§ TEXT
<<<<

In my opinion it's almost impossible to say how these structural imbalances will be resolved. So from a portfolio point of view, the best strategy is to assume both scenarios will happen, and spread one's investments accordingly. If either scenario unfolds and you're hedged against it, you will do tremendously well, even if the opposing portion of your portfolio is savaged.

The two best funds in my current 401K porfolio:

Date Range:  01-01-2005 to 04-21-2006:

  • Developed International (Western Europe & Japan) - 37.4%
  • Emerging International (Emerging markets in Asia and Latin America) - 66.4%

The best US fund in my portfolio:

- Mid Cap Value - 18.3%

And the explanation for what happened to Japan is?

There seems to be deflationary potential in a liquidity trap, if the Fed's own writings are to be believed.

And as a side note - what brought Hitler to power was deflation, brought about by government expenditures being tightened, not hyperinflation. Nobody in the U.S. seems to think of Hitler in terms of deflation (certainly major aspects of his emotional appeal was certainly based on the  hyperinflation experience of Germans after WWI), but that is what led him into power with a declining base of supporters.

>>>>

§ DATASET ROWS

<<<<

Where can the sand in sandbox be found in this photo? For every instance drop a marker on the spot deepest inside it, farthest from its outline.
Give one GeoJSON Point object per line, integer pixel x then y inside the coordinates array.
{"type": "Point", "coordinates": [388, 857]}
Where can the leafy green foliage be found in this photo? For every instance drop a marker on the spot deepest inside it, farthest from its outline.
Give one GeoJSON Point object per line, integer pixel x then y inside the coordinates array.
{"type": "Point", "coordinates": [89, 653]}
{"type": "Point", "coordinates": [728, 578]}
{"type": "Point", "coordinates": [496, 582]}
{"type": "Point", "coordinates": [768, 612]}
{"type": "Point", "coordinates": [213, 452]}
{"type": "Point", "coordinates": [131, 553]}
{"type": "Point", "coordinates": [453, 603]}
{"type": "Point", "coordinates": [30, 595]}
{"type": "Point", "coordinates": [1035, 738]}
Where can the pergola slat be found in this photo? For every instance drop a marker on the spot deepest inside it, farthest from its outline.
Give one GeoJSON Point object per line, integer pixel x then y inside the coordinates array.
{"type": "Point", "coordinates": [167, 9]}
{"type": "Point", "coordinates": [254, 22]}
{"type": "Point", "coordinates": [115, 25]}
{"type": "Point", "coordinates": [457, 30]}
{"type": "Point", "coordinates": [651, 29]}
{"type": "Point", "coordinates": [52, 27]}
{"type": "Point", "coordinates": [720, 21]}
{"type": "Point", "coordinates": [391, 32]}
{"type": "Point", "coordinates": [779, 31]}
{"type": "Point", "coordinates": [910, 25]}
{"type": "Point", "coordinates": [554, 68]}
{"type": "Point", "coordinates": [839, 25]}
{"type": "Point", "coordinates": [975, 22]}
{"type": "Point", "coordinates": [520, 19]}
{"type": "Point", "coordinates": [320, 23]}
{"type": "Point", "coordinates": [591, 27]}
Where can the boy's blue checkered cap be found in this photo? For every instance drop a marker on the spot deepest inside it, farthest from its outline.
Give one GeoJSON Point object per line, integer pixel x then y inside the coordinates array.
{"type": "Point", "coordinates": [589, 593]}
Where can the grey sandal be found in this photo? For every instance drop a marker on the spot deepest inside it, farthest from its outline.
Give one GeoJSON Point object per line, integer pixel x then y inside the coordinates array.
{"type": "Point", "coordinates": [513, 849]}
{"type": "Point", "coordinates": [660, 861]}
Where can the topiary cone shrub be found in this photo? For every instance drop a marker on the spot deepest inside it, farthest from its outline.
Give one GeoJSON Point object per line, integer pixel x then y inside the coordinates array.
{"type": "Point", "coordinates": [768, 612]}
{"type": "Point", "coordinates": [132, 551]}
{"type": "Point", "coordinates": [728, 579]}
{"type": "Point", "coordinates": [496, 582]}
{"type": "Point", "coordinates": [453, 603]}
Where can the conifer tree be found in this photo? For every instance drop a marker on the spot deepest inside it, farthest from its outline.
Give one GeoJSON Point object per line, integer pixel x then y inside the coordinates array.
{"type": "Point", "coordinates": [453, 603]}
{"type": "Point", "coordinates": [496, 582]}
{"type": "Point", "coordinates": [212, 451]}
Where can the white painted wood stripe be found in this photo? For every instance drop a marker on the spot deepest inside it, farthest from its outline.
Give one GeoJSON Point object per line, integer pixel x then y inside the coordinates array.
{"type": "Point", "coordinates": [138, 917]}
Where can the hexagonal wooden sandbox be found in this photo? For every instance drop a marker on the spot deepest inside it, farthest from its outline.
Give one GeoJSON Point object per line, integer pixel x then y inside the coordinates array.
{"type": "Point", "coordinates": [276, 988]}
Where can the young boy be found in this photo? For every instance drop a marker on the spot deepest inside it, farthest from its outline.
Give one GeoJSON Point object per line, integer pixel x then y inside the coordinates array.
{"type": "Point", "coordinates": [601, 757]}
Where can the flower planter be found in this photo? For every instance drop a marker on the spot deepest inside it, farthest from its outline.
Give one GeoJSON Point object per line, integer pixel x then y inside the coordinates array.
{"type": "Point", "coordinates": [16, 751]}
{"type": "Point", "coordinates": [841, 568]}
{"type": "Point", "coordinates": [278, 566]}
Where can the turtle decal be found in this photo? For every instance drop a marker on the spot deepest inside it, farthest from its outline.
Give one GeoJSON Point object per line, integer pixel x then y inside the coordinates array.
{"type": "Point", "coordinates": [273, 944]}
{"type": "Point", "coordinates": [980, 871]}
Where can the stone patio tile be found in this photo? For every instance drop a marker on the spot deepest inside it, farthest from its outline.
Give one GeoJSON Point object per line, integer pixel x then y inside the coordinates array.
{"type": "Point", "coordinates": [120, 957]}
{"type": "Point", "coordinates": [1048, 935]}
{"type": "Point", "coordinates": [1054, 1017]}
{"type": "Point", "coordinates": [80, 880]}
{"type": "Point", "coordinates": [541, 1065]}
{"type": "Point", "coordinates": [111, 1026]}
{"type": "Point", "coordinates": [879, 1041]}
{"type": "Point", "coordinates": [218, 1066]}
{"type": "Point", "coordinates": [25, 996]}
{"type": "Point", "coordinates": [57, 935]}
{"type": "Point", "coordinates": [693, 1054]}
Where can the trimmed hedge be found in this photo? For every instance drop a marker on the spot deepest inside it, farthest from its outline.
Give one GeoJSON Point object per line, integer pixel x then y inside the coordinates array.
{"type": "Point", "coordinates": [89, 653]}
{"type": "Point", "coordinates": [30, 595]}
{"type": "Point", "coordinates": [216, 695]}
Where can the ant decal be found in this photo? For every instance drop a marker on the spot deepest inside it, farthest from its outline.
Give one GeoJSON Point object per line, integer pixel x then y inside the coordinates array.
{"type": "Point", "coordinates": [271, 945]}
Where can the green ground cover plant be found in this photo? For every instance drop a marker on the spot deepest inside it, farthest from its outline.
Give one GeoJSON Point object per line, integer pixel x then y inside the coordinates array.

>>>>

§ PROBLEM TO SOLVE
In the portfolio text:
1. Which fund had a return of 66.4%?
2. What date range do the fund returns cover?
3. According to the writer, what brought Hitler to power?
Rely on the portfolio text alone.

§ WRITTEN ANSWER
1. Emerging International (emerging markets in Asia and Latin America)
2. 01-01-2005 to 04-21-2006
3. Deflation, brought about by government expenditures being tightened